» **REQUEST A**:
Duplicate the part of the correlation thread running from "I was surprised" up to and including "0.076 (p-value: 0.459)".

» **SOURCE**:

## BEGIN

Solved – the explanation for having a Pearson’s correlation coefficient significantly larger than the Spearman’s rank correlation coefficient

correlationintuitionpearson-rspearman-rho

What is the explanation for obtaining a Pearson's correlation coefficient value that is significantly larger (a factor of ~2) than the Spearman's rank correlation coefficient value (on the same data)?

Doesn't this goes against the idea that Spearman's rank correlation coefficient, being the Pearson's correlation coefficient of the ranked data, can be seen as a generalization of Pearson's evaluation for monotonic dependences instead of linear ones? How can the correlation coefficient value for the monotonic dependence be smaller than that for a linear dependence only?

I was surprised to see that this was possible in a dataset with $N$~100 elements. I should add that the p-value associated to the Pearson's correlation coefficient is of 0.0 while that of Spearman's rank is of ~0.10.

Possible explanation:

This behaviour might be driven by the extreme values of the dataset. I compare the values of Pearson's c.c. ($\rho$) and Spearman's rank c.c. ($\rho_r$) after removal of these. I present the 2-sided p-values.

  • Full dataset: $\rho$ = 0.381 (p-value: 0.000), $\rho_r$ = 0.151 (p-value: 0.131)

  • One outlier removed: $\rho$ = 0.336 (p-value: 0.001), $\rho_r$ = 0.125 (p-value: 0.213)

  • Three outliers removed: $\rho$ = 0.167 (p-value: 0.100), $\rho_r$ = 0.076 (p-value: 0.459)

The remaining distribution (plotted) does not seem affected by the presence of outliers and yet is still exhibits the same behaviour. The full data is available here; note the outliers correspond to the first three rows.

Distribution after the three outliers are removed (the first three rows in the attached file)

## END

» **PROVIDED RECORDS**:
## BEGIN

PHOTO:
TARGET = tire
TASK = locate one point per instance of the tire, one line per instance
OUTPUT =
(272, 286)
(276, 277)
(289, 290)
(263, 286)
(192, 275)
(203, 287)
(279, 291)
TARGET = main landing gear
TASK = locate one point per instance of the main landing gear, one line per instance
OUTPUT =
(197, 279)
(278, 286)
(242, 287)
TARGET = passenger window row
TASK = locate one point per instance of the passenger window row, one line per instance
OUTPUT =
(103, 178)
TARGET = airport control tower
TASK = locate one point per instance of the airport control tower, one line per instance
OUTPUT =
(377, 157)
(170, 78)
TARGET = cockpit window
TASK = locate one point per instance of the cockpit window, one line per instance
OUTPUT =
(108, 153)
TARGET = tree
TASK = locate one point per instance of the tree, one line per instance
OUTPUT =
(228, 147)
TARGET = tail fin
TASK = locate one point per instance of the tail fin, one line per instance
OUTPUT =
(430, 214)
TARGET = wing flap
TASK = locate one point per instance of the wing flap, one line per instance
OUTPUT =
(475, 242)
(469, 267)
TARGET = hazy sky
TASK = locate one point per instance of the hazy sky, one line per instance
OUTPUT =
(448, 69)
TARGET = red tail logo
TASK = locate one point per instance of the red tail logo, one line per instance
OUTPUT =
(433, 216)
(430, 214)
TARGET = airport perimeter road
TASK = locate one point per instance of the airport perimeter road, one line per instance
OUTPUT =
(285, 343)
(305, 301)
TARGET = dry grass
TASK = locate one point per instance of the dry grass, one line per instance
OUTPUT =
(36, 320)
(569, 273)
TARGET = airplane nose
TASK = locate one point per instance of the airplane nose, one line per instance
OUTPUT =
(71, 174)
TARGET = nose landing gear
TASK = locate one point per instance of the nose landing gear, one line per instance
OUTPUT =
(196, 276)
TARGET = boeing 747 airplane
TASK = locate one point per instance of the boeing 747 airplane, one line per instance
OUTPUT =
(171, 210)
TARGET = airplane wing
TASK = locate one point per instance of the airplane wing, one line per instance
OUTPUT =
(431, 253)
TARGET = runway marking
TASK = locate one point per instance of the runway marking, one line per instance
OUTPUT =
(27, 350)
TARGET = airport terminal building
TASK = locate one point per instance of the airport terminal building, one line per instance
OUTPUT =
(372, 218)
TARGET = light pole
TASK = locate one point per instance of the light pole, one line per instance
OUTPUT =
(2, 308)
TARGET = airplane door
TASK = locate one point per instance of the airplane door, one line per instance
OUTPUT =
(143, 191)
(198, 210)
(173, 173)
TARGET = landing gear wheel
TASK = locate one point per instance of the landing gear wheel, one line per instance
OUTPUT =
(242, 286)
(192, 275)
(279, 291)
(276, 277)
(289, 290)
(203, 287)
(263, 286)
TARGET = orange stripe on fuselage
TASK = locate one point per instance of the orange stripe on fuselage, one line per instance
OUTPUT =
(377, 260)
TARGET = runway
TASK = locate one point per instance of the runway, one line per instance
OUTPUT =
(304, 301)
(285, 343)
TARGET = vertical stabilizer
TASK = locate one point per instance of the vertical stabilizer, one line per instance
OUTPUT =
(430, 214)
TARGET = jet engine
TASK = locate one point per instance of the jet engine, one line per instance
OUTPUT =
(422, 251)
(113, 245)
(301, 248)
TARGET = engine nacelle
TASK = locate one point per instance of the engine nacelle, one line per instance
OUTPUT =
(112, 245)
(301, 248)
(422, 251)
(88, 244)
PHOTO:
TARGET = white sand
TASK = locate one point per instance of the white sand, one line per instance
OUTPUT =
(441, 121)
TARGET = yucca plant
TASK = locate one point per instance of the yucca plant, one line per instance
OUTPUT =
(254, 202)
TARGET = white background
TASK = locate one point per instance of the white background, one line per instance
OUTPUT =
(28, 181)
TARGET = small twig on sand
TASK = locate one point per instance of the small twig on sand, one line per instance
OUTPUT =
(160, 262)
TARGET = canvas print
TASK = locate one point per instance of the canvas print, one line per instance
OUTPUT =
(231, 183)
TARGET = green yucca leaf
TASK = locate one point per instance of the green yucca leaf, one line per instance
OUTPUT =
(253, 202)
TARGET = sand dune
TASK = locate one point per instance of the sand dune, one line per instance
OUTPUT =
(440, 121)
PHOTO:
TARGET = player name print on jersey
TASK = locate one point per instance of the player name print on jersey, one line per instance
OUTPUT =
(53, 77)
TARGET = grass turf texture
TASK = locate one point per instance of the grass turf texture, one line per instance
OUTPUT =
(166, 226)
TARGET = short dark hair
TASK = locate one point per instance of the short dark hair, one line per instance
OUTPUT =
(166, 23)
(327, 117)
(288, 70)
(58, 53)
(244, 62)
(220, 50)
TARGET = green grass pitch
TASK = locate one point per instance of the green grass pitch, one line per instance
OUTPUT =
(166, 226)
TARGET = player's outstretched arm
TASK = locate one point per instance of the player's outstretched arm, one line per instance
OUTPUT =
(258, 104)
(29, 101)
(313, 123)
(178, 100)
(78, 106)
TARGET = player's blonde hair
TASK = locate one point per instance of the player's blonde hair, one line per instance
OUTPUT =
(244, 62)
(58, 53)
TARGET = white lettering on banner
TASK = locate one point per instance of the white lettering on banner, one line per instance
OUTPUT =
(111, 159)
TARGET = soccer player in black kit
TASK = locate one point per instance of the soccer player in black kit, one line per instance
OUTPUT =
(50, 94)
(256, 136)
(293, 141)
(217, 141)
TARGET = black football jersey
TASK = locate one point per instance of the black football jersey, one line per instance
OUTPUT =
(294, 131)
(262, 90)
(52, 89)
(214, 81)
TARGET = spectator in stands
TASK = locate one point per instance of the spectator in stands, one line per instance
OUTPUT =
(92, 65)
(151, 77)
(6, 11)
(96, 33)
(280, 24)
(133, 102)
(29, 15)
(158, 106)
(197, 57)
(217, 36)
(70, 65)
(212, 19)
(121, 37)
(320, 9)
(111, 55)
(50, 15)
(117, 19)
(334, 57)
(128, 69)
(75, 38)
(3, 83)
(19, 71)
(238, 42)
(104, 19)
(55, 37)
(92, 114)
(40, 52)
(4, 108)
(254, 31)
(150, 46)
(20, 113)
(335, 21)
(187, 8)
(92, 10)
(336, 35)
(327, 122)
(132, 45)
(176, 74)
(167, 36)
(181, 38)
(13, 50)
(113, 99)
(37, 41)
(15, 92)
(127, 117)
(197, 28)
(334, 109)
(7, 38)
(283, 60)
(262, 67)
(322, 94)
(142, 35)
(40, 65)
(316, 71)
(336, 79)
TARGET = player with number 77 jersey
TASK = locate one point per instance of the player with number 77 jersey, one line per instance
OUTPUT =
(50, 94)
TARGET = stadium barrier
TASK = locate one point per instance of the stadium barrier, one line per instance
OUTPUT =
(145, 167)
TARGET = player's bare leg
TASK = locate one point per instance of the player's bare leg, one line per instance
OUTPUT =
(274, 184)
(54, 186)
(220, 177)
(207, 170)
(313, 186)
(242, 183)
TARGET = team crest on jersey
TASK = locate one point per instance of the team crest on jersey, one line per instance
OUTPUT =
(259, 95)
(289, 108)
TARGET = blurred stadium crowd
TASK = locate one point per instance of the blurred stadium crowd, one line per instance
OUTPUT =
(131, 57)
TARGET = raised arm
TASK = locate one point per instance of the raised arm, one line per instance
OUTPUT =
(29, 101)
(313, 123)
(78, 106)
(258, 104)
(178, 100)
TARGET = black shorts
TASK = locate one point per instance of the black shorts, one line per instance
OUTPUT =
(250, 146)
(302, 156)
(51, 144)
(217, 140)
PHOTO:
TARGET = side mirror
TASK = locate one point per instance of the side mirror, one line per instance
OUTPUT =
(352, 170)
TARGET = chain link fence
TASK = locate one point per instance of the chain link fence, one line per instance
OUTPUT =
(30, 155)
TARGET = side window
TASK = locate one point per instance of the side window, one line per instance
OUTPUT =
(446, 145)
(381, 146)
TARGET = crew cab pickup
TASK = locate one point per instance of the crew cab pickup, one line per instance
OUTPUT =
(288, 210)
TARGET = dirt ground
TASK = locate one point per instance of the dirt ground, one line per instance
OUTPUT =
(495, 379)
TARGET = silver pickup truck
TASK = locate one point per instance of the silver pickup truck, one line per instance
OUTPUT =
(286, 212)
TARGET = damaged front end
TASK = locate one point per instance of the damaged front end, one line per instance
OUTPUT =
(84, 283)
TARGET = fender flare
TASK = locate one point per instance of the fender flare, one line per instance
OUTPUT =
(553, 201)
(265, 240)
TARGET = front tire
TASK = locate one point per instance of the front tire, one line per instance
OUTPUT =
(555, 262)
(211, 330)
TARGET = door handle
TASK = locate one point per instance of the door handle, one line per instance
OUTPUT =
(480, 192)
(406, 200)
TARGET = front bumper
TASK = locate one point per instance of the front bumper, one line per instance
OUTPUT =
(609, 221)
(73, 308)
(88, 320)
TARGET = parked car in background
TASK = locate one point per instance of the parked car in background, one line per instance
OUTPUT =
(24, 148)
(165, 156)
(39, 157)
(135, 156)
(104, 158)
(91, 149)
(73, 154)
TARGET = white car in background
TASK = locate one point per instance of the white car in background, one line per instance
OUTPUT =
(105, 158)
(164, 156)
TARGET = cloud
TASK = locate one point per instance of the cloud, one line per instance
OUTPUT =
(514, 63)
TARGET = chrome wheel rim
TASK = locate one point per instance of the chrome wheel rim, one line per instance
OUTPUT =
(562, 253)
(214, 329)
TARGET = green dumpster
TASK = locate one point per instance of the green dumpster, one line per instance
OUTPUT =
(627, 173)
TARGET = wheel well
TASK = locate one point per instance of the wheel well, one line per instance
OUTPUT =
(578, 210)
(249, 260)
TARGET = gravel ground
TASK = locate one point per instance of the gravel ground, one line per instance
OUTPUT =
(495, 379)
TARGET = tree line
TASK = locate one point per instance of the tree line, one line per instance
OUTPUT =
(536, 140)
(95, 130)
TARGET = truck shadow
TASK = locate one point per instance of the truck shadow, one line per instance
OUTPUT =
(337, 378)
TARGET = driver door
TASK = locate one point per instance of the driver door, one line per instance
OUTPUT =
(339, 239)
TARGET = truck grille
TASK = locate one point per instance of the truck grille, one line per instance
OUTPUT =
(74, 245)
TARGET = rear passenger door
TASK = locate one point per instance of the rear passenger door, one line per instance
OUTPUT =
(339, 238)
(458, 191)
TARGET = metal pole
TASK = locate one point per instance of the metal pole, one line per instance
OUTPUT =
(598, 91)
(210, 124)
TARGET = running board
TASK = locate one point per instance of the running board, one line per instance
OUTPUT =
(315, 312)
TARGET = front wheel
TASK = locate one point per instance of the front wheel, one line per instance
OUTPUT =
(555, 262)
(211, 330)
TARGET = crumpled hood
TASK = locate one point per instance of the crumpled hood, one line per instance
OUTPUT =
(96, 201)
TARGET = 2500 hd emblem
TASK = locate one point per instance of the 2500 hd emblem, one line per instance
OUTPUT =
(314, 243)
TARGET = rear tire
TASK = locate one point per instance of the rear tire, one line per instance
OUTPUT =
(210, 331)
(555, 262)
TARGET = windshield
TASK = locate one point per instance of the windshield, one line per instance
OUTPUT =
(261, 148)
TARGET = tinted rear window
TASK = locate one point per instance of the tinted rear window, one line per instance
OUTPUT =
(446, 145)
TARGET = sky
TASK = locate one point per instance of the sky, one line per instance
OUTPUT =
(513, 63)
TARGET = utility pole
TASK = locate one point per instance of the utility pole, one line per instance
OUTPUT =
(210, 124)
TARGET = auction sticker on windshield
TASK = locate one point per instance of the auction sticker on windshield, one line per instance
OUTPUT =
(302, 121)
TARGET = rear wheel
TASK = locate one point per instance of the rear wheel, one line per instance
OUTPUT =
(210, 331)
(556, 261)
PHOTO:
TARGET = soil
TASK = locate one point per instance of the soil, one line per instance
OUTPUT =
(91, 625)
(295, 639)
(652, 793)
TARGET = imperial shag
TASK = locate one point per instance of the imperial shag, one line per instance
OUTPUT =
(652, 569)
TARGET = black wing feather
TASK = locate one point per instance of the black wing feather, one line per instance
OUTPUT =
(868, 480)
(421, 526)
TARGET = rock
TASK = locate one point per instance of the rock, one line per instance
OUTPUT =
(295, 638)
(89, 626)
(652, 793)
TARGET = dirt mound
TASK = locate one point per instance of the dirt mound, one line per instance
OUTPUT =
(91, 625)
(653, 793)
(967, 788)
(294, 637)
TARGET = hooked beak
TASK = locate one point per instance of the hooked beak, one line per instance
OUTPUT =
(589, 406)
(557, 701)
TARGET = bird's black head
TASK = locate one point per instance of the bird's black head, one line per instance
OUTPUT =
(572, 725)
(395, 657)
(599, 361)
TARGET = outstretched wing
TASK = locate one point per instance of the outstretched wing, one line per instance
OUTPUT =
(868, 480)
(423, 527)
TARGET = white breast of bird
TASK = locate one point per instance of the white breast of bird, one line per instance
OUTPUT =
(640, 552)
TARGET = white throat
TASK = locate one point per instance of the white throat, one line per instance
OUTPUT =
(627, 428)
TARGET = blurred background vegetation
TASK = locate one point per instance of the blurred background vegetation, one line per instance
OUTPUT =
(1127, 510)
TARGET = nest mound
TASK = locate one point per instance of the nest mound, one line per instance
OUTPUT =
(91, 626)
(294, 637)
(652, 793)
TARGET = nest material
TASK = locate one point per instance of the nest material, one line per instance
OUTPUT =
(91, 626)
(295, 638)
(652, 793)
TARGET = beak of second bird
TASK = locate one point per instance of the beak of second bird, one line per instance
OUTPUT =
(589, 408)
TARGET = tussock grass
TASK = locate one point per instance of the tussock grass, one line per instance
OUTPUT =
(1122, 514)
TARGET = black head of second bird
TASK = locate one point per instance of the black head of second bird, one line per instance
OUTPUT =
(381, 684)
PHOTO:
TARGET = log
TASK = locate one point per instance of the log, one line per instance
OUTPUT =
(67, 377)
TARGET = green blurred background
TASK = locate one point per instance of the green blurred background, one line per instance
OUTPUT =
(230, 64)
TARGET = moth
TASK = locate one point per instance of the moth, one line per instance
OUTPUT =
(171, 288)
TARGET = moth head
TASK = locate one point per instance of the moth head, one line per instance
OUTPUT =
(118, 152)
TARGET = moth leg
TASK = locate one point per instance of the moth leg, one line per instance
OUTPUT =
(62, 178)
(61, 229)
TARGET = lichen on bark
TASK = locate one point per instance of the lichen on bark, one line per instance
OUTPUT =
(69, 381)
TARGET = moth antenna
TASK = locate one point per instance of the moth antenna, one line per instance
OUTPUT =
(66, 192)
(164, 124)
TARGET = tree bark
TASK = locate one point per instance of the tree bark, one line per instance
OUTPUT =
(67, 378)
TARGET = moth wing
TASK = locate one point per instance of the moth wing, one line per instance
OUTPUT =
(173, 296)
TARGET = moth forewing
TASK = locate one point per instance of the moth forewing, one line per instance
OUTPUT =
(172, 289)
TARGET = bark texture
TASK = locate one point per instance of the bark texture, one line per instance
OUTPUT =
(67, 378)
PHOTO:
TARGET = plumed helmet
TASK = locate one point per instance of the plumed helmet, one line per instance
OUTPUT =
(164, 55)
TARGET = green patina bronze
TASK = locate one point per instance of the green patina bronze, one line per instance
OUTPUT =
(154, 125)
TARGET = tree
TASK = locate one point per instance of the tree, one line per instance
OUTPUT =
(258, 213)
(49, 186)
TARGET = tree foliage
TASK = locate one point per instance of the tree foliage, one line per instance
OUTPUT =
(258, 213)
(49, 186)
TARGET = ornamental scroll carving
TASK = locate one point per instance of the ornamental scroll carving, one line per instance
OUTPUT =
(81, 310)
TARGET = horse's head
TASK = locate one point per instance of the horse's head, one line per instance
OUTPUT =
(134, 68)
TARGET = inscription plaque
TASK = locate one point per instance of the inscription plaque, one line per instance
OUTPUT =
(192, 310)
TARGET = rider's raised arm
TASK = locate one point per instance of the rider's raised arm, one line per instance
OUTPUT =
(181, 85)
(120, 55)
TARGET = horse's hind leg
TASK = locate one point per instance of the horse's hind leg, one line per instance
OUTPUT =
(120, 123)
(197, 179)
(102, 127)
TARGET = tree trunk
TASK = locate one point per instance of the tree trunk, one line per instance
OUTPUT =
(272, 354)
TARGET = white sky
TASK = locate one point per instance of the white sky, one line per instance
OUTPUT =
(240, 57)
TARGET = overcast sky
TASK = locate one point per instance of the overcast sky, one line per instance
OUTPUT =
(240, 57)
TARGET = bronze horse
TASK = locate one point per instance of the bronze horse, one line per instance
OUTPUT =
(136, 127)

## END

» **REQUEST B**:
Render the records from the line with "TARGET = inscription plaque" up to and including the final line of the records as a Markdown table with the columns Row and Record line. Number each row and leave out blank lines.

» **CORRECT ANSWER A**:
I was surprised to see that this was possible in a dataset with $N$~100 elements. I should add that the p-value associated to the Pearson's correlation coefficient is of 0.0 while that of Spearman's rank is of ~0.10.

Possible explanation:

This behaviour might be driven by the extreme values of the dataset. I compare the values of Pearson's c.c. ($\rho$) and Spearman's rank c.c. ($\rho_r$) after removal of these. I present the 2-sided p-values.

  • Full dataset: $\rho$ = 0.381 (p-value: 0.000), $\rho_r$ = 0.151 (p-value: 0.131)

  • One outlier removed: $\rho$ = 0.336 (p-value: 0.001), $\rho_r$ = 0.125 (p-value: 0.213)

  • Three outliers removed: $\rho$ = 0.167 (p-value: 0.100), $\rho_r$ = 0.076 (p-value: 0.459)

» **CORRECT ANSWER B**:
| Row | Record line |
|---|---|
| 1 | TARGET = inscription plaque |
| 2 | TASK = locate one point per instance of the inscription plaque, one line per instance |
| 3 | OUTPUT = |
| 4 | (192, 310) |
| 5 | TARGET = rider's raised arm |
| 6 | TASK = locate one point per instance of the rider's raised arm, one line per instance |
| 7 | OUTPUT = |
| 8 | (181, 85) |
| 9 | (120, 55) |
| 10 | TARGET = horse's hind leg |
| 11 | TASK = locate one point per instance of the horse's hind leg, one line per instance |
| 12 | OUTPUT = |
| 13 | (120, 123) |
| 14 | (197, 179) |
| 15 | (102, 127) |
| 16 | TARGET = tree trunk |
| 17 | TASK = locate one point per instance of the tree trunk, one line per instance |
| 18 | OUTPUT = |
| 19 | (272, 354) |
| 20 | TARGET = white sky |
| 21 | TASK = locate one point per instance of the white sky, one line per instance |
| 22 | OUTPUT = |
| 23 | (240, 57) |
| 24 | TARGET = overcast sky |
| 25 | TASK = locate one point per instance of the overcast sky, one line per instance |
| 26 | OUTPUT = |
| 27 | (240, 57) |
| 28 | TARGET = bronze horse |
| 29 | TASK = locate one point per instance of the bronze horse, one line per instance |
| 30 | OUTPUT = |
| 31 | (136, 127) |